» Article
Textbook:   G. Folland, Real Analysis: Modern Techniques and their Applications. Wiley (either edition). We will focus on Chapters 5, 6, 8, 9.
Other sources include
Elliott H. Lieb and Michael Loss, Analysis. AMS Graduate Texts in Mathematics, Vol 14 (either edition)
Haïm Brézis, Functional Analysis, Sobolev Spaces and Partial Differential Equations. Springer Universitext
Elias Stein and Rami Shakarchi, Real Analysis. Princeton Lectures in Analysis, Vol. 3
H. L. Royden, Real Analysis. MacMillan (any edition)
(all on reserve in the Mathematics library). Additional notes will be posted, as needed
Topics:
  1. Lp -spaces: Minkowski inequality, Hanner's inequality, Riesz representation theorem, interpolation theorems
  2. Abstract functional analysis: Banach spaces and their duals. The Hahn-Banach theorem and its geometric implications, Legendre-Fenchel transform. Baire Category theorem, open mapping theorem, closed-graph theorem, uniform boundedness theorem. Weak topologies, Banach-Alaoglu theorem.

» Provided material
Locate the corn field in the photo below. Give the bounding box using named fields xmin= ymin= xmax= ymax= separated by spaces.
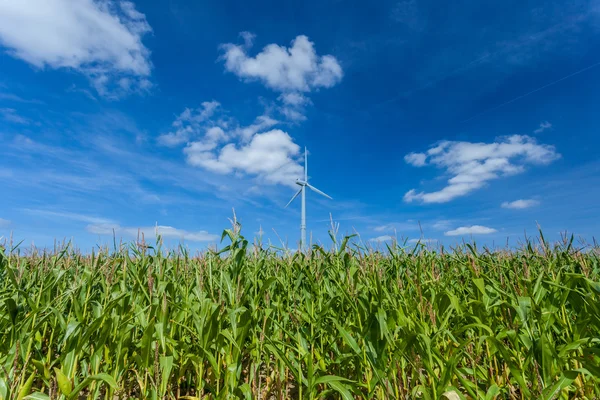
xmin=0 ymin=227 xmax=600 ymax=400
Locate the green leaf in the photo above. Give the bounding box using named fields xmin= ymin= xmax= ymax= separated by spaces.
xmin=327 ymin=381 xmax=354 ymax=400
xmin=542 ymin=371 xmax=579 ymax=400
xmin=54 ymin=368 xmax=73 ymax=396
xmin=334 ymin=321 xmax=360 ymax=355
xmin=485 ymin=384 xmax=500 ymax=400
xmin=23 ymin=392 xmax=50 ymax=400
xmin=17 ymin=372 xmax=35 ymax=400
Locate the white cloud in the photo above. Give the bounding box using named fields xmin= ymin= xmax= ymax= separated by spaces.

» Exercise A
Which chapters of the Folland textbook will the course focus on, according to the syllabus?
» Exercise B
Please print the syllabus from "Textbook:   G." to "MacMillan (any edition)".
The records come from a separate source.

» Expected answer A
Chapters 5, 6, 8, and 9.

» Expected answer B
Textbook:   G. Folland, Real Analysis: Modern Techniques and their Applications. Wiley (either edition). We will focus on Chapters 5, 6, 8, 9.
Other sources include
Elliott H. Lieb and Michael Loss, Analysis. AMS Graduate Texts in Mathematics, Vol 14 (either edition)
Haïm Brézis, Functional Analysis, Sobolev Spaces and Partial Differential Equations. Springer Universitext
Elias Stein and Rami Shakarchi, Real Analysis. Princeton Lectures in Analysis, Vol. 3
H. L. Royden, Real Analysis. MacMillan (any edition)